When a branch occurs, the decoder must be informed of whether it was
taken or not.  For a direct branch, this is sufficient.  There are no
indirect branches in RISC-V; an indirect jump is an uninferable PC
discontinuity.

\subsection{Interrupts and Exceptions} \label{interruptsexceptions}

Interrupts are a different type of delta, they generally occur
asynchronously to the program's execution rather than intentionally as
a result of a specific instruction or event. Exceptions can be thought
of in the same way, even though they can be typically linked back to a
specific instruction address.  The decoder generally does not know
where an interrupt occurs in the instruction sequence, so the trace
must report the address where normal program flow ceased, as well as
give an indication of the asynchronous destination which may be as
simple as reporting the exception type.  When an interrupt or
exception occurs, or the processor is halted, the final instruction
executed beforehand must be traced.  Following this, for an interrupt
or exception, the next valid instruction address (the first of the
interrupt or exception handler) must be traced in order to instruct the
trace decoder to classify the instruction as an indirect jump even
if it is not.

\subsection{Synchronization} \label{synchronization}

In order to make the trace robust there needs to be regular
synchronization points within the trace. Synchronization is made by
sending a full valued instruction address (and potentially a context
identifier). The decoder and debugger may also benefit from sending
the reason for synchronising. The frequency of synchronization is a
trade-off between robustness and trace bandwidth.

# INFORMATION GIVEN

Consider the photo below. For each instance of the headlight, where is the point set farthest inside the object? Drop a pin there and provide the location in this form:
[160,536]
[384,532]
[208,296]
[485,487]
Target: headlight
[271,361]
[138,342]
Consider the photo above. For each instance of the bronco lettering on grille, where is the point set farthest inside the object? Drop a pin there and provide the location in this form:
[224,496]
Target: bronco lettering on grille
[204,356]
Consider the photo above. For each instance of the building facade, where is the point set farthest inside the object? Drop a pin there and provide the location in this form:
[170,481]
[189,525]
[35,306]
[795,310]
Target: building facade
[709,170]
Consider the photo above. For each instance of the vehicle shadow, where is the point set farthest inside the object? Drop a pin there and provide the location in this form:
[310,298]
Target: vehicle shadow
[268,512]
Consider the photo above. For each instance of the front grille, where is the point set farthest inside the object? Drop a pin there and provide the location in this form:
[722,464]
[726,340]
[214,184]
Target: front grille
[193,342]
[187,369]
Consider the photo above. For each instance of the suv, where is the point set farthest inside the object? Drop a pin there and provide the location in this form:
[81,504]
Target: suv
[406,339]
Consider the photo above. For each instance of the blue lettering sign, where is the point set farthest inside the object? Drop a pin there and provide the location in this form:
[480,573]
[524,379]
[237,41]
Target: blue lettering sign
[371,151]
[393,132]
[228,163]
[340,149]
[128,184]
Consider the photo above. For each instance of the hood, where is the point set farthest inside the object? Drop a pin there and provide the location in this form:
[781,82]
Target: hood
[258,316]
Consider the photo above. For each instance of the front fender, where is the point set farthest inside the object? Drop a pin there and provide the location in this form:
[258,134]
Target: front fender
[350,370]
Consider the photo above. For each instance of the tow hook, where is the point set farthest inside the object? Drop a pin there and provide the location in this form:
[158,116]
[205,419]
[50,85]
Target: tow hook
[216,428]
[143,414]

==

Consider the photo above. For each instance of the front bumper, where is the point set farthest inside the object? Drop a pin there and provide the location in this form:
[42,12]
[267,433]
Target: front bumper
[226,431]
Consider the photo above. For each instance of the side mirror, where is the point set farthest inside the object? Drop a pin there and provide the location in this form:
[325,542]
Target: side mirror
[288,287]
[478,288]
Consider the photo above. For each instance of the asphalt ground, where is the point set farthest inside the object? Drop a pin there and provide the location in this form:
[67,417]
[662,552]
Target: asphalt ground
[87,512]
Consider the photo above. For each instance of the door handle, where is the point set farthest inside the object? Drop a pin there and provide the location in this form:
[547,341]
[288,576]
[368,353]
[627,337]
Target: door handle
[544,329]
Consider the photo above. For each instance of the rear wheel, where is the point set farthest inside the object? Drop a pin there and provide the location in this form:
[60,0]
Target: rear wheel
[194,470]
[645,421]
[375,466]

...

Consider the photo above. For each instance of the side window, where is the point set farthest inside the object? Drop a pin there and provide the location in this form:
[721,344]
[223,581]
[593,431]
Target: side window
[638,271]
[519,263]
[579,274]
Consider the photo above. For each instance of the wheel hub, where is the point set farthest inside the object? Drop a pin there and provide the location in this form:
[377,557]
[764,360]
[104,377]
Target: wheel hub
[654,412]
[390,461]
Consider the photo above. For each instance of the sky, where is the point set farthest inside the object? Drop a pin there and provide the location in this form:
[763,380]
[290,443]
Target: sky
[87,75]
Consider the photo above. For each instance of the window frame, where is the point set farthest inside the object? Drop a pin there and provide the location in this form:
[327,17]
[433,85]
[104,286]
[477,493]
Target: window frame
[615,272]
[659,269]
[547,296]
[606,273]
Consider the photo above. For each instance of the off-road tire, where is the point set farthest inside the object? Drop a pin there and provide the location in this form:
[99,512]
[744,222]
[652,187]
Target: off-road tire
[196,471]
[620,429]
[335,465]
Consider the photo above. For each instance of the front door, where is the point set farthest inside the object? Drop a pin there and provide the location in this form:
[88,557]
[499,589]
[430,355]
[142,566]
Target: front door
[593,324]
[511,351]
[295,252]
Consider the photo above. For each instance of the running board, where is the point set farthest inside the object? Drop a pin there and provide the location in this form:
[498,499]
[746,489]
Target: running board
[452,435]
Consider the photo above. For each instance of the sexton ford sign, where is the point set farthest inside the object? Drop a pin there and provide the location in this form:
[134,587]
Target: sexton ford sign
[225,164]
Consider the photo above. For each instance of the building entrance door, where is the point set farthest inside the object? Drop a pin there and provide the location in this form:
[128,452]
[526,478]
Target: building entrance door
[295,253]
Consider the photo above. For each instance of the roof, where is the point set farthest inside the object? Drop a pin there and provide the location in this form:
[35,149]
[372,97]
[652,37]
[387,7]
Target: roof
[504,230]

# WHAT TO WORK ON
Reproduce word for word the portion of the processor trace passage that opens with the words "In order to make" and closes with "and trace bandwidth.".

# EXERCISE SOLUTION
In order to make the trace robust there needs to be regular
synchronization points within the trace. Synchronization is made by
sending a full valued instruction address (and potentially a context
identifier). The decoder and debugger may also benefit from sending
the reason for synchronising. The frequency of synchronization is a
trade-off between robustness and trace bandwidth.